**** INFORMATION GIVEN
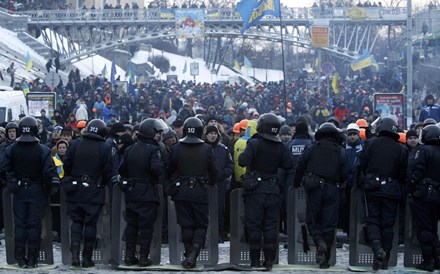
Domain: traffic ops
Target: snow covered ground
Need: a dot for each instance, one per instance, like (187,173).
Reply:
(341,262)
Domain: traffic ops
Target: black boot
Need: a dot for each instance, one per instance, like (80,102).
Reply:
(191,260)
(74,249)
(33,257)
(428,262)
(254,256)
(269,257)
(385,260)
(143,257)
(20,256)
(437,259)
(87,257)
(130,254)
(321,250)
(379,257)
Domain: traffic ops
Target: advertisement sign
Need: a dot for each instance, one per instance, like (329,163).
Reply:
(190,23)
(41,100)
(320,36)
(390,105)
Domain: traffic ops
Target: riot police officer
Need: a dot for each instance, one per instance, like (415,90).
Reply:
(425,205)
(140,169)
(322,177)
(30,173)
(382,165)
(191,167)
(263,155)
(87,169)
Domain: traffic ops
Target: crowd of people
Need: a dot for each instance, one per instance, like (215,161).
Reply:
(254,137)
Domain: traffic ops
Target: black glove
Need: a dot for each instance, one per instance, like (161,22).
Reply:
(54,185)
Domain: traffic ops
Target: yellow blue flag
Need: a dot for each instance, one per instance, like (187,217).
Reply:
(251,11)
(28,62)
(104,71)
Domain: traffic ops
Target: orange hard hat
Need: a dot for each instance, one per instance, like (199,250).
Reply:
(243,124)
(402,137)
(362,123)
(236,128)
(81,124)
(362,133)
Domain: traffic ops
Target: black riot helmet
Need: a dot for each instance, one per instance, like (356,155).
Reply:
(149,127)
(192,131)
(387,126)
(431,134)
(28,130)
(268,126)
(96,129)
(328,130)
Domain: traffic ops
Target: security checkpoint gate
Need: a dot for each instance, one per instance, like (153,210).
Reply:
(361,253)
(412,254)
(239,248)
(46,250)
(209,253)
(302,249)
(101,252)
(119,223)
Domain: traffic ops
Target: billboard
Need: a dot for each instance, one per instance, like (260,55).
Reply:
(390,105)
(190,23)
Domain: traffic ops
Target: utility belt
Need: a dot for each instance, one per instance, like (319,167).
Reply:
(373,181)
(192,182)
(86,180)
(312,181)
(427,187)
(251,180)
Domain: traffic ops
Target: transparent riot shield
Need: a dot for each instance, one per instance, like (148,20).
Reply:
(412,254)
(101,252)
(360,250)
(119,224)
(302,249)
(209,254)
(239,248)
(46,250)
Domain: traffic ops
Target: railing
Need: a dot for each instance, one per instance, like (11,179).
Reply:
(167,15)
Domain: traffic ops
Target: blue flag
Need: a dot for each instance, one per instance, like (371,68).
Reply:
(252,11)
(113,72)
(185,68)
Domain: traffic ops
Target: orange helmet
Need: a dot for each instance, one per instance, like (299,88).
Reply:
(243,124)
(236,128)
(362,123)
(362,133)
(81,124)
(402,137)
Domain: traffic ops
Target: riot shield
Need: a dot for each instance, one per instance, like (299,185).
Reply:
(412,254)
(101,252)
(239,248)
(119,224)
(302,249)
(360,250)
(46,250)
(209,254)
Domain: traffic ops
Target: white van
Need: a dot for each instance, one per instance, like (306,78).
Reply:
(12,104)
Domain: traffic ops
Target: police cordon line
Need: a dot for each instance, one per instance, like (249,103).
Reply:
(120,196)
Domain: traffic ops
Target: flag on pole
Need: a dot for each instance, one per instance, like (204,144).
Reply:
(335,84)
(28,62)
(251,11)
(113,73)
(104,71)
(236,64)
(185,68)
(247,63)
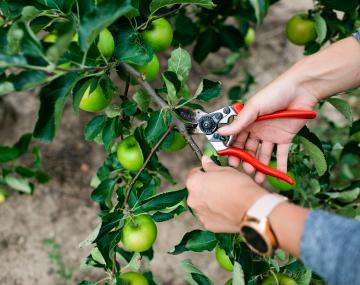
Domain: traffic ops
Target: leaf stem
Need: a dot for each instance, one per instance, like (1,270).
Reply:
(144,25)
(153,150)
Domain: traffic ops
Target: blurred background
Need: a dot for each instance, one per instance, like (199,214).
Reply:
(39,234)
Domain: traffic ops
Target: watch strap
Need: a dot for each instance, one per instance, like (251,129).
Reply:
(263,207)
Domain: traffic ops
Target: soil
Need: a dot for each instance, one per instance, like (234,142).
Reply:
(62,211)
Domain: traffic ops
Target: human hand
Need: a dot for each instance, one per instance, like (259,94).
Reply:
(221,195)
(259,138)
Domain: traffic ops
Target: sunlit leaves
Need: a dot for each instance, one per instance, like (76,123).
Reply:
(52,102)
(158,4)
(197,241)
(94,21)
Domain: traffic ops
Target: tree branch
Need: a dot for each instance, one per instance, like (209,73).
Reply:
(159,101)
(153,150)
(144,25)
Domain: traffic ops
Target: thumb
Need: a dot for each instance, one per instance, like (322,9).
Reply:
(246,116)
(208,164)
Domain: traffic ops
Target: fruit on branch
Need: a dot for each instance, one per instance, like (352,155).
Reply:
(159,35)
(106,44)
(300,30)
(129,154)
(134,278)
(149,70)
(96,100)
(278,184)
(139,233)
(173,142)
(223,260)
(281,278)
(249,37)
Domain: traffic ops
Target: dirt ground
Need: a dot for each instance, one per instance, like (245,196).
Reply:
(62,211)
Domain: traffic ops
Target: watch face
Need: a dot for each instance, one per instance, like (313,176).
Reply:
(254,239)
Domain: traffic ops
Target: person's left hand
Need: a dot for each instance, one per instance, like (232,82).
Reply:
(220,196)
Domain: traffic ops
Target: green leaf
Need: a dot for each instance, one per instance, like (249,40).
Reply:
********
TO BE DONE:
Omit every picture, then repeat the remaining data exactly as it appears above.

RESPONSE TO THIS TASK:
Domain: traffic ops
Target: snow covered ground
Need: a dot for each instance, one per instance, like (187,173).
Reply:
(341,262)
Domain: traffic ops
Target: black boot
Need: a dot for each instance, one per instance, like (80,102).
Reply:
(191,260)
(74,249)
(33,257)
(428,262)
(254,256)
(269,257)
(385,260)
(143,257)
(20,256)
(437,259)
(87,257)
(130,254)
(321,250)
(379,257)
Domain: traffic ops
Target: advertisement sign
Need: a dot for each instance, one per instance, like (329,163).
Reply:
(190,23)
(41,100)
(320,36)
(390,105)
Domain: traffic ops
Target: riot police officer
Need: a dot for each instance, one per instance, like (415,90).
Reply:
(425,205)
(140,169)
(322,177)
(30,173)
(382,165)
(191,167)
(263,155)
(87,169)
Domain: traffic ops
Target: crowd of people
Need: a dot for each instance, one per instance, like (215,161).
Reply:
(254,137)
Domain: traffic ops
Target: black glove
Need: a dot for each instance, one per instance, like (161,22).
Reply:
(54,185)
Domain: traffic ops
Target: yellow blue flag
Need: a dot for each instance, one per instance, like (187,217).
Reply:
(251,11)
(28,62)
(104,71)
Domain: traffic ops
Target: orange hard hat
Need: a dot for each instance, one per instance, like (199,250).
Reply:
(243,124)
(402,137)
(362,123)
(236,128)
(81,124)
(362,133)
Domain: traffic ops
Target: black riot helmet
Need: a dot for each instance, one per instance, like (356,155).
Reply:
(149,127)
(192,131)
(387,126)
(431,134)
(28,130)
(268,126)
(96,129)
(328,130)
Domain: traffic ops
Target: security checkpoint gate
Need: a dot for each instance, one per instance, like (153,210).
Reply:
(361,253)
(412,254)
(239,248)
(46,250)
(209,253)
(302,249)
(101,252)
(119,223)
Domain: traffic ops
Target: billboard
Need: a dot for each instance, one per instance, like (260,55).
Reply:
(390,105)
(190,23)
Domain: traffic ops
Target: utility belt
Need: a dot for each instance, one per instance, like (319,167).
Reply:
(373,181)
(192,182)
(86,180)
(312,181)
(427,187)
(251,180)
Domain: traffic ops
Target: transparent riot shield
Need: a dot for each instance, one per instance, like (148,20).
Reply:
(412,254)
(101,252)
(360,250)
(119,224)
(302,249)
(209,254)
(239,248)
(46,250)
Domain: traffic ops
Target: railing
Need: a dot for each instance, one per instance, like (11,179).
Reply:
(167,15)
Domain: traffic ops
Target: blue flag
Need: a dot for each instance, one per instance, like (371,68).
Reply:
(252,11)
(113,72)
(185,68)
Domain: traffic ops
Target: orange helmet
Need: a dot for each instance, one per instance, like (299,88).
Reply:
(243,124)
(236,128)
(362,123)
(362,133)
(81,124)
(402,137)
Domain: traffic ops
Target: riot shield
Need: a dot for each instance, one per instance, like (299,185).
Reply:
(412,254)
(101,252)
(239,248)
(119,224)
(302,249)
(360,250)
(46,250)
(209,254)
Domain: traffic ops
Target: white van
Need: a dot for each instance, one per instance, like (306,78).
Reply:
(12,104)
Domain: traffic ops
Target: police cordon line
Need: a dot for each instance, one per instance, like (249,103).
Reply:
(120,196)
Domain: traffic ops
Target: flag on pole
Need: a dot for each instance, one per instance, like (204,144).
Reply:
(335,84)
(28,62)
(251,11)
(113,73)
(104,71)
(236,64)
(185,68)
(247,63)
Domain: traffic ops
Target: leaf stem
Need: a dot for each instance, one per instance, like (1,270).
Reply:
(144,25)
(153,150)
Domain: traffic ops
Target: blurred background
Need: a dot for each instance, one per instance, like (199,214).
Reply:
(39,234)
Domain: traffic ops
Target: watch strap
Need: a dot for each instance, one per instance, like (251,129).
Reply:
(263,207)
Domain: traffic ops
Target: soil
Need: a dot for each instance, one per instance, like (234,142).
Reply:
(62,211)
Domain: traffic ops
Target: human hand
Need: a dot for each instance, one per instance, like (259,94).
Reply:
(221,195)
(259,138)
Domain: traffic ops
Target: sunlit leaves
Need: a dot for each instance, one per instance, like (76,123).
Reply:
(52,102)
(158,4)
(197,241)
(94,21)
Domain: traffic ops
Target: tree branch
Need: a dot for each instance, one per instance, like (209,73).
Reply:
(159,101)
(153,150)
(144,25)
Domain: traffic ops
Target: thumb
Need: a dot for each instance, one per instance, like (322,9).
Reply:
(246,116)
(208,164)
Domain: traffic ops
Target: fruit on branch
Need: a dot for each instance, one per instance, like (352,155).
Reply:
(159,35)
(106,44)
(300,30)
(129,154)
(134,278)
(149,70)
(96,100)
(278,184)
(139,233)
(173,142)
(223,260)
(281,278)
(249,37)
Domain: traffic ops
Target: dirt ground
Need: a dot for each instance, one per instance, like (245,196).
Reply:
(62,211)
Domain: traffic ops
Target: watch face
Need: a dot for each instance, one per instance, like (313,176).
Reply:
(254,239)
Domain: traffic ops
Target: person's left hand
Need: a dot for each instance, one per instance, like (232,82).
Reply:
(220,196)
Domain: traffic ops
Target: green leaf
Need: a dot for each instance, one per instance, like (249,40).
Reply:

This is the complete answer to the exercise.